WRITTEN EXERCISE A →
Which book is Math Amateur reading in the thread?
::: PAGE :::
Rings Generated by Elements - Lovett, Example 5.2.1 .... ....

[Math Amateur]

I am reading Stephen Lovett's book, "Abstract Algebra: Structures and Applications" and am currently focused on Chapter 5 ...

I need some help with Example 5.2.1 in Section 5.2: Rings Generated by Elements ...
View attachment 6407
In the Introduction to Section 5.2.1 (see text above) Lovett writes:

" ... ... \(\displaystyle R\) denotes the smallest (by inclusion) subring of \(\displaystyle A\) that contains both \(\displaystyle R\) and \(\displaystyle S\) ... ... "Then, a bit later, in Example 5.2.1 concerning the ring \(\displaystyle \mathbb{Z} [ \frac{1}{2} ]\) Lovett writes:" ... ... It is not hard to show that the set\(\displaystyle \{ \frac{k}{ 2^n} \ | \ k.n \in \mathbb{Z} \}\)is a subring of \(\displaystyle \mathbb{Q}\). Hence, this set is precisely the ring \(\displaystyle \mathbb{Z} [ \frac{1}{2} ]\) ... ... ... "BUT ...

How has Lovett actually shown that the set \(\displaystyle \{ \frac{k}{ 2^n} \ | \ k,n \in \mathbb{Z} \}\) as a subring of \(\displaystyle \mathbb{Q}\) is actually (precisely in Lovett's words) the ring \(\displaystyle \mathbb{Z} [ \frac{1}{2} ]\) ... ... ?

... ... according to his introduction which I quoted Lovett says that the ring \(\displaystyle \mathbb{Z} [ \frac{1}{2} ]\) is the smallest (by inclusion) subring of \(\displaystyle \mathbb{Q}\) that contains \(\displaystyle \mathbb{Z}\) and \(\displaystyle \frac{1}{2}\) ... ...Can someone please explain to me exactly how Lovett has demonstrated this ... ...

... and ... if Lovett has not clearly proved this can someone please demonstrate a proof ...Just one further clarification ... is Lovett here dealing with ring extensions ... ... ?

Hope someone can help ...

Peter

 

[johng1]

Let R be any subring of the rationals Q that contains both 1/2 and the integers. Let n be any positive integer; induct on n to show ${1\over 2^n}\in R$. (Inductive step: ${1\over 2^n}\in R$ implies ${1\over 2}{1\over 2^n}\in R$ since R is closed under products. Also if n is any non-positive integer, ${1\over 2^n}=2^{-n}$ is an integer and so belongs to R. Again since R is closed under products, $k{1\over 2^n}\in R$. So the given subring is a subset of R.

 

[Math Amateur]

Let R be any subring of the rationals Q that contains both 1/2 and the integers. Let n be any positive integer; induct on n to show ${1\over 2^n}\in R$. (Inductive step: ${1\over 2^n}\in R$ implies ${1\over 2}{1\over 2^n}\in R$ since R is closed under products. Also if n is any non-positive integer, ${1\over 2^n}=2^{-n}$ is an integer and so belongs to R. Again since R is closed under products, $k{1\over 2^n}\in R$. So the given subring is a subset of R.
::: DATA EXTRACT :::
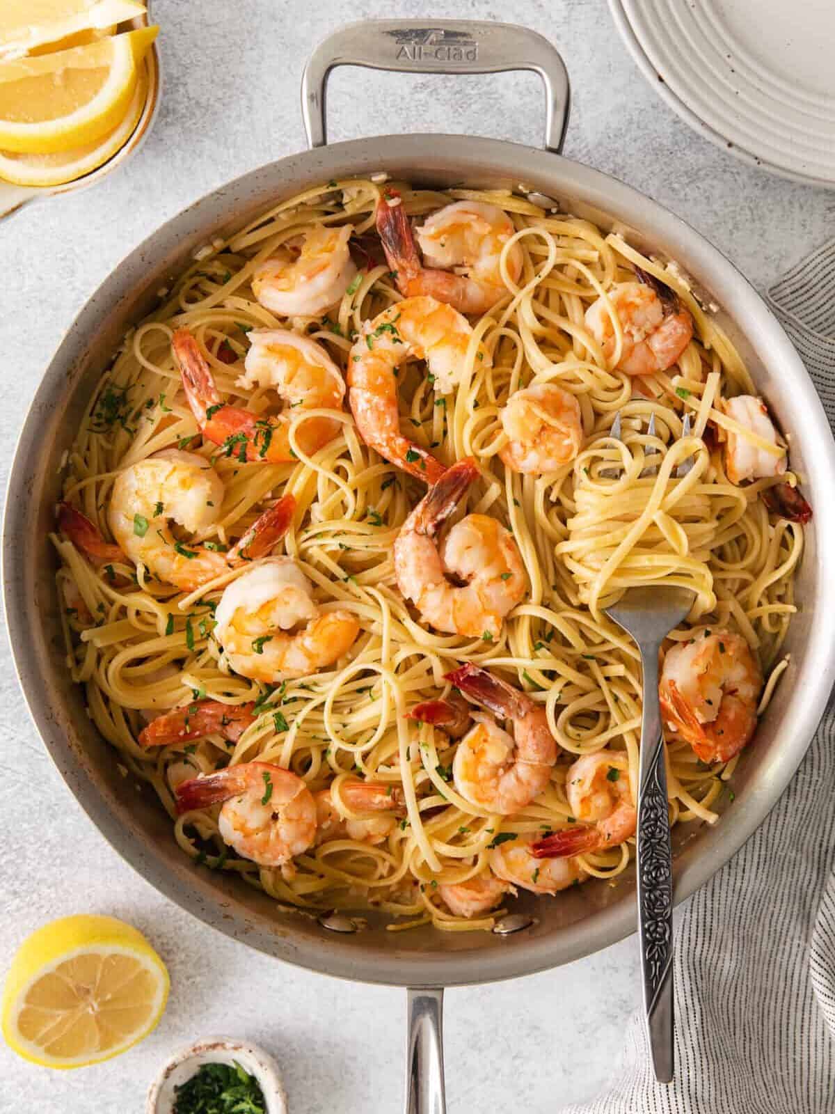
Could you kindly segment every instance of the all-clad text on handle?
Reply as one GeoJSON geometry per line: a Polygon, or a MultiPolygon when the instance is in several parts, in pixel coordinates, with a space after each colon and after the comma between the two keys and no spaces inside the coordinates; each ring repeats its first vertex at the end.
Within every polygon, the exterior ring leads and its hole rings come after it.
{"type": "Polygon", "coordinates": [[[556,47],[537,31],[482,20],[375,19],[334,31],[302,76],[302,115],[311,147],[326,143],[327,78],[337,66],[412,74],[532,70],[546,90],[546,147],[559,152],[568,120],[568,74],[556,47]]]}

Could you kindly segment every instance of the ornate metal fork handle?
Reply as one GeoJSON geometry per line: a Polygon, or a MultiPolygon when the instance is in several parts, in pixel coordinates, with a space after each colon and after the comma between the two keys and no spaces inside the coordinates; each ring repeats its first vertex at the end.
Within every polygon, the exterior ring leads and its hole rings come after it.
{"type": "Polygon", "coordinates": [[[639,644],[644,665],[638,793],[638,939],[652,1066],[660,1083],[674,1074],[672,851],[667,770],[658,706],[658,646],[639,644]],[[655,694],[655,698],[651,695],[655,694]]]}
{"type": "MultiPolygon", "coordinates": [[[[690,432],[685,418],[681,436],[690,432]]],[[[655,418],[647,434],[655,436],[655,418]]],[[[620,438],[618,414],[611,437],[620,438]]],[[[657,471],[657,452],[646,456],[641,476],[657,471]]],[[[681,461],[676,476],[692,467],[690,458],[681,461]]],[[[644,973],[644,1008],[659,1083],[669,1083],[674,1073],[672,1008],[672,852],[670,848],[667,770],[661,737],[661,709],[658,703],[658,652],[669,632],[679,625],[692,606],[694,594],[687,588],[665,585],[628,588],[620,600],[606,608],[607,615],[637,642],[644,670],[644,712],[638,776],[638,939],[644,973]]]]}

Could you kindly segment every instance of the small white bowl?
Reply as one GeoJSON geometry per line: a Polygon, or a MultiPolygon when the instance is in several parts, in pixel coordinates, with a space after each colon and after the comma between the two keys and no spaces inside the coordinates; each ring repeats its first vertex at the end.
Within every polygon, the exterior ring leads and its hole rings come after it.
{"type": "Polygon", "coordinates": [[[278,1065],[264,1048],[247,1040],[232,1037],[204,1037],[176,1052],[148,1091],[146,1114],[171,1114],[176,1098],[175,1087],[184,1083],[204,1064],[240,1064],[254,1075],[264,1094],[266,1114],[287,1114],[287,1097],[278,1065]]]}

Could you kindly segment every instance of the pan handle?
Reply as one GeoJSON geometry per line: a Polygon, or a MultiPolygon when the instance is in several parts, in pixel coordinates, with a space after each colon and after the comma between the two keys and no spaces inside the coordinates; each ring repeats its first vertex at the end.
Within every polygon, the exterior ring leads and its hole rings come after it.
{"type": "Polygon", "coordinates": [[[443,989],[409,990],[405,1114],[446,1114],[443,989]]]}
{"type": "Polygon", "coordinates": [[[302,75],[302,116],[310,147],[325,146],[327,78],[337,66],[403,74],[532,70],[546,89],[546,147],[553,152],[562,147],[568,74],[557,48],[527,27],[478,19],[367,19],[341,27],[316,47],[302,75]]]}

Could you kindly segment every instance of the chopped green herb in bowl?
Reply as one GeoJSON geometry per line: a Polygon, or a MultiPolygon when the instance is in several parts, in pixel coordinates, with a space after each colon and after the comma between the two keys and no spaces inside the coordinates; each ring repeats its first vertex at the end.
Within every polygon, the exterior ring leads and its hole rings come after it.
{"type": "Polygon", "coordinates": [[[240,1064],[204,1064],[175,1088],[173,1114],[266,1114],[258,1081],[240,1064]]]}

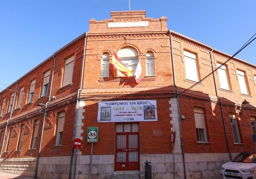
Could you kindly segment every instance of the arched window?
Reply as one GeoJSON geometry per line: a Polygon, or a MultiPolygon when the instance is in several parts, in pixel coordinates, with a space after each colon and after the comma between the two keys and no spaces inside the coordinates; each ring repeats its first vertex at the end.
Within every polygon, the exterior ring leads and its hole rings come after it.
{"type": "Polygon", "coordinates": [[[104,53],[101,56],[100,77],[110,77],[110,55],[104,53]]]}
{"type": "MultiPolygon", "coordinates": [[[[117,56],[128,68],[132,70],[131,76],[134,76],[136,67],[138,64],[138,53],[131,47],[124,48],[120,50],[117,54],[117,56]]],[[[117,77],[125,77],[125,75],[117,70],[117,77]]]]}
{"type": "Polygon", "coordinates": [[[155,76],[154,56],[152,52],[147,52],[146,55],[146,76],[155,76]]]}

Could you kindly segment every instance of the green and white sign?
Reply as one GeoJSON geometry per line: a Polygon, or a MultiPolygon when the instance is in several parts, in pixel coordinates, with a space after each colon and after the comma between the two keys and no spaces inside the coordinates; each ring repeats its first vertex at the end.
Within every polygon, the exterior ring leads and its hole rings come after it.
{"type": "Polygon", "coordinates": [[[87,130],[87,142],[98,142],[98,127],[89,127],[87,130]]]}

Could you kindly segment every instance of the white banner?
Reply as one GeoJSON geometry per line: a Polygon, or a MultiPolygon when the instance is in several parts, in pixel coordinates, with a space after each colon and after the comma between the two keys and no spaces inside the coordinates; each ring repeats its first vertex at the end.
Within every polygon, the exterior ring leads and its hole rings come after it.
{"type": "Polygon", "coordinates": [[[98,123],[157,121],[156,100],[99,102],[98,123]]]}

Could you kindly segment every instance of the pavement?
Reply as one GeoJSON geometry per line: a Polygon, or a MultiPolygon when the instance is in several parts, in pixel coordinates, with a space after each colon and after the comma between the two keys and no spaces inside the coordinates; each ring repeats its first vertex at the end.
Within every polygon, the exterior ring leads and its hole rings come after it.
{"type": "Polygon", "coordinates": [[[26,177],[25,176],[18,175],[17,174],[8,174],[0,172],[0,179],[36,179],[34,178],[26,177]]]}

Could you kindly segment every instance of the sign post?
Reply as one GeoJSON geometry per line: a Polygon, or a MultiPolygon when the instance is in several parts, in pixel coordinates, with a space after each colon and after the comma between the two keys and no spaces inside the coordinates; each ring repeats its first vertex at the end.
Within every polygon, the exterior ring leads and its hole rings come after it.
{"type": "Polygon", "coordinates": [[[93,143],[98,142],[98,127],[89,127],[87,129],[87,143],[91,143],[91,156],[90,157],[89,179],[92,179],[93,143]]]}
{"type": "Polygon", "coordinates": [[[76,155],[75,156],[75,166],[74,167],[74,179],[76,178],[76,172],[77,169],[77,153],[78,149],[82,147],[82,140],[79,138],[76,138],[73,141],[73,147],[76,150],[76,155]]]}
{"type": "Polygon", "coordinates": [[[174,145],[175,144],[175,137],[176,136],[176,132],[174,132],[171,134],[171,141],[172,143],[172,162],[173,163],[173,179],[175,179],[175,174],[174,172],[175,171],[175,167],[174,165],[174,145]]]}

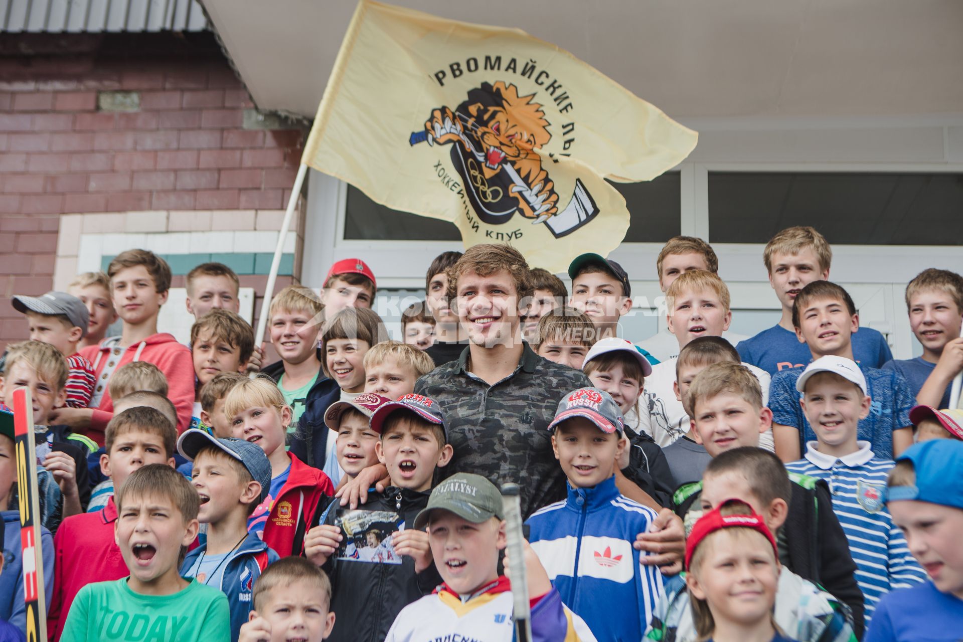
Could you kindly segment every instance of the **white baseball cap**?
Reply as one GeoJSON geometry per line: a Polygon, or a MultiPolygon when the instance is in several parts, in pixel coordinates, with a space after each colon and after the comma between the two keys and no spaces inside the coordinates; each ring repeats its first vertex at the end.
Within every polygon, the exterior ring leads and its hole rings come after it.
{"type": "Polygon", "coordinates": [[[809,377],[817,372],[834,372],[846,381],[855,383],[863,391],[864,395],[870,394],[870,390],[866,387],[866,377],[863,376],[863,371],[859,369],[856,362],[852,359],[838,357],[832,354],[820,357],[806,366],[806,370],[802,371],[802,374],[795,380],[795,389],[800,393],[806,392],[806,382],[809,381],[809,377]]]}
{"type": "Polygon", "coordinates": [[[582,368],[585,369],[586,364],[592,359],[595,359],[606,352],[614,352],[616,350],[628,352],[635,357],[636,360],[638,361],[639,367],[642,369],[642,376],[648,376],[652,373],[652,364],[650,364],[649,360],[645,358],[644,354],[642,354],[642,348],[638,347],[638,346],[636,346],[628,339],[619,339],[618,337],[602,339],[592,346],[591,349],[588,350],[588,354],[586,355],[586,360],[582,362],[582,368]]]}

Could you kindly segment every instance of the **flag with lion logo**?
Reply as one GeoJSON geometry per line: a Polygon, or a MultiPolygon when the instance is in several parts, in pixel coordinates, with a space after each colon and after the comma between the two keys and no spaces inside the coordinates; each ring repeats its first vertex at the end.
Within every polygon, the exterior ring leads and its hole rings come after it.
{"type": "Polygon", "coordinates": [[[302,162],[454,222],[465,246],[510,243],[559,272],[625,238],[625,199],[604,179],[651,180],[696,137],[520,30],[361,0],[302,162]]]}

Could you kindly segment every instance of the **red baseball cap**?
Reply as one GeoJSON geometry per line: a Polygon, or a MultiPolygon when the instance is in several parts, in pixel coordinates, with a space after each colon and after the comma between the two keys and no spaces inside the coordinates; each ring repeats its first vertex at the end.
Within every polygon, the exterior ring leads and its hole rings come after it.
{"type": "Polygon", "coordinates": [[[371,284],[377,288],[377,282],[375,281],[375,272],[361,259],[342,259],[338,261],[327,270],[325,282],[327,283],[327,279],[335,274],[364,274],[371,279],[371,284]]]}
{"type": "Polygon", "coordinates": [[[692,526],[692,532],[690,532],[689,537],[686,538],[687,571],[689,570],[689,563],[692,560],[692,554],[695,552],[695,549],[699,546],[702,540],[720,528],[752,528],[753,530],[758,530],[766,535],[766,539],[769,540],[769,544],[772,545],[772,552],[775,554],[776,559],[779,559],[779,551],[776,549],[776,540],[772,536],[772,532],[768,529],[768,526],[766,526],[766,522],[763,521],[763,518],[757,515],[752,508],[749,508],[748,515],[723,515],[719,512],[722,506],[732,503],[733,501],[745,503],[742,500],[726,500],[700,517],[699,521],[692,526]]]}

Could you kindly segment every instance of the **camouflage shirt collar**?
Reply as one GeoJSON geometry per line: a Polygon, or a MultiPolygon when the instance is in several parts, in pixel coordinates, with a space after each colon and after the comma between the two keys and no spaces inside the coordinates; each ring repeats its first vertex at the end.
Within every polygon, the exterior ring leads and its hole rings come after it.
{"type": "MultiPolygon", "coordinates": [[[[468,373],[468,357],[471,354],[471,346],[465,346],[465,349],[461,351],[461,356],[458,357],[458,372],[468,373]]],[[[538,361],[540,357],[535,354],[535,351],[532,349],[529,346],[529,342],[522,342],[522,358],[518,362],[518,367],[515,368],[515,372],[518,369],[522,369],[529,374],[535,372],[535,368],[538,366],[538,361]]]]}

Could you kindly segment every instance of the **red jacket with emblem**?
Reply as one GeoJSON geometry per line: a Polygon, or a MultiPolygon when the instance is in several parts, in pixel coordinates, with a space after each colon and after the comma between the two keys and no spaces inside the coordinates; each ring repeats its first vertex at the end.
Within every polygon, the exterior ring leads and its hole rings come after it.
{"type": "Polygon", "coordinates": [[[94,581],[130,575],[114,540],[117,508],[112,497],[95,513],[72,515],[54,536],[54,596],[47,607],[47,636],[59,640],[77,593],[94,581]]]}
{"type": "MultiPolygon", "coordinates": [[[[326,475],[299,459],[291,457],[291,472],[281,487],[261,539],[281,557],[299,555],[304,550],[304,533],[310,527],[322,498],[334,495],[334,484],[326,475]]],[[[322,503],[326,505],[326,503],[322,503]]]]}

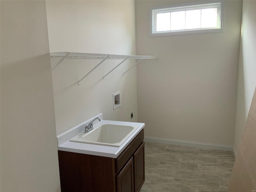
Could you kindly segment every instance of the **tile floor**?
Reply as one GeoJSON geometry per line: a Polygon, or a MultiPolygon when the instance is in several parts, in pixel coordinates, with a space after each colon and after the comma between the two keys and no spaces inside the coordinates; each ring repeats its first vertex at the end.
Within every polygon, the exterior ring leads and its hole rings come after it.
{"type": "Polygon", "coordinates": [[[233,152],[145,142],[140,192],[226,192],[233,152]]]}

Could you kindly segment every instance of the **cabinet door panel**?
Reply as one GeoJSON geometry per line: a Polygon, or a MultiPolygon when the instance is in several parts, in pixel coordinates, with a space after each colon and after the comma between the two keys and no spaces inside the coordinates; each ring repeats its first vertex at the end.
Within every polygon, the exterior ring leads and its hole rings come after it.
:::
WRITTEN EXERCISE B →
Could you rewrite the rows from the line that has "Could you kindly segment every instance of the **cabinet" through the end of the rows, replacing "kindly" with "please" and changing nothing else?

WRITTEN SOLUTION A →
Stephen Lovett's "Abstract Algebra: Structures and Applications"

WRITTEN SOLUTION B →
Could you please segment every instance of the **cabinet door panel**?
Reply as one GeoJSON geometry per line: a Polygon, or a MultiPolygon when the instance is in several parts, in pixel coordinates, with a space after each colon and after the comma between the two keys and no spaces inside the coordinates; each ring repeats its first vertex at the end.
Within every polygon, the exterior ring leads and its hole rings come after it.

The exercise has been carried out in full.